● **Supplied data**

***

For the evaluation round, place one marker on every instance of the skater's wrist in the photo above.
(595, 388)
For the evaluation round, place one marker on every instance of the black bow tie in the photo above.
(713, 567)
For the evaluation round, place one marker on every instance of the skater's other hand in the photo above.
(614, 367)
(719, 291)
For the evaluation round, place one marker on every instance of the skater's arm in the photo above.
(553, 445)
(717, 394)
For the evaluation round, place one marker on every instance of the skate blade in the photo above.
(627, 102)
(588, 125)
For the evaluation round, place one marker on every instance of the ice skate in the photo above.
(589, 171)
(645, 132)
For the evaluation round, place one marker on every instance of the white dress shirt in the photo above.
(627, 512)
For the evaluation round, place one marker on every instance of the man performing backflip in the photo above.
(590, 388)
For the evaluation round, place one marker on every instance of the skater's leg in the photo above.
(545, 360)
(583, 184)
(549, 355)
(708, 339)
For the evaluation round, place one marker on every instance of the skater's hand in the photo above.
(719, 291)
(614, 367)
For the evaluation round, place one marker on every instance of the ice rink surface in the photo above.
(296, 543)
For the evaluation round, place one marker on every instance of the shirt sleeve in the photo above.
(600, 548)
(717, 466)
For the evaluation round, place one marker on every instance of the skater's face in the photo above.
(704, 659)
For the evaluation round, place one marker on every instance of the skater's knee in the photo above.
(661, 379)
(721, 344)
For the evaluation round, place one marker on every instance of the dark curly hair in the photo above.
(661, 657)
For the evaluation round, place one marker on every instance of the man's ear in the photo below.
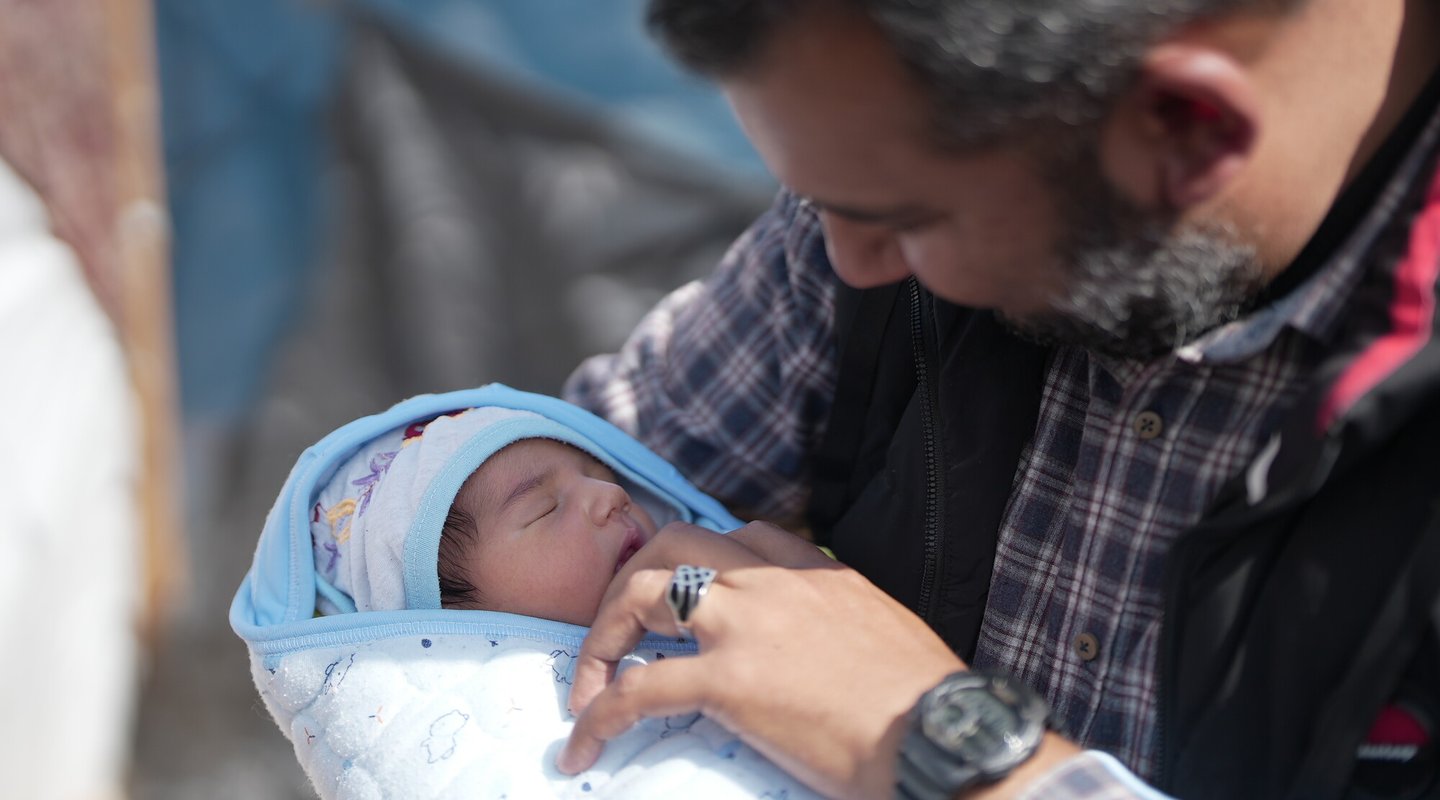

***

● **What is needed**
Copy every one of the records above word for word, without including any pictures.

● **The response**
For the evaluation round, place one marker on every instance of the skater's wrist in the photo above.
(595, 388)
For the evaluation round, place one marker on every instance of the black bow tie in the photo above.
(713, 567)
For the evaluation round, place one marker on every instance of the skater's other hand in the photo above.
(614, 367)
(719, 291)
For the evaluation round, place one marker on every instance of the skater's arm in the photo above.
(553, 445)
(717, 394)
For the evaluation round, place one marker on every instance of the skate blade in the photo above.
(627, 102)
(588, 125)
For the evaluation round, place one marker on every instance of the ice skate in the photo above.
(589, 171)
(645, 132)
For the evaluation round, place one marker on every instance of the white dress shirt in the photo above.
(627, 512)
For the evaluation round, place one marker on every instance of the man performing backflip in the photo above.
(590, 388)
For the evaluation round, place one marker on every instance of the skater's leg in the photo above.
(545, 360)
(583, 184)
(549, 355)
(708, 339)
For the evaluation round, place one marker on every instance of the skater's hand in the photo above.
(719, 291)
(614, 367)
For the evaluation round, place one marker on every instance of the ice rink surface in the photo above.
(296, 543)
For the evaluation round, place one marker on every instance of the shirt sleeve in the photo above.
(600, 548)
(717, 466)
For the evaluation round, place one marker on every instance of the skater's face in the photo above.
(704, 659)
For the evaluation round, place one marker on every instance of the skater's knee in the photo above.
(661, 379)
(721, 344)
For the evaluation round, place one marker on every instance of the dark curly hair in the photo above.
(661, 657)
For the evaluation round, place one marker on every instance of the man's ear in the photo below.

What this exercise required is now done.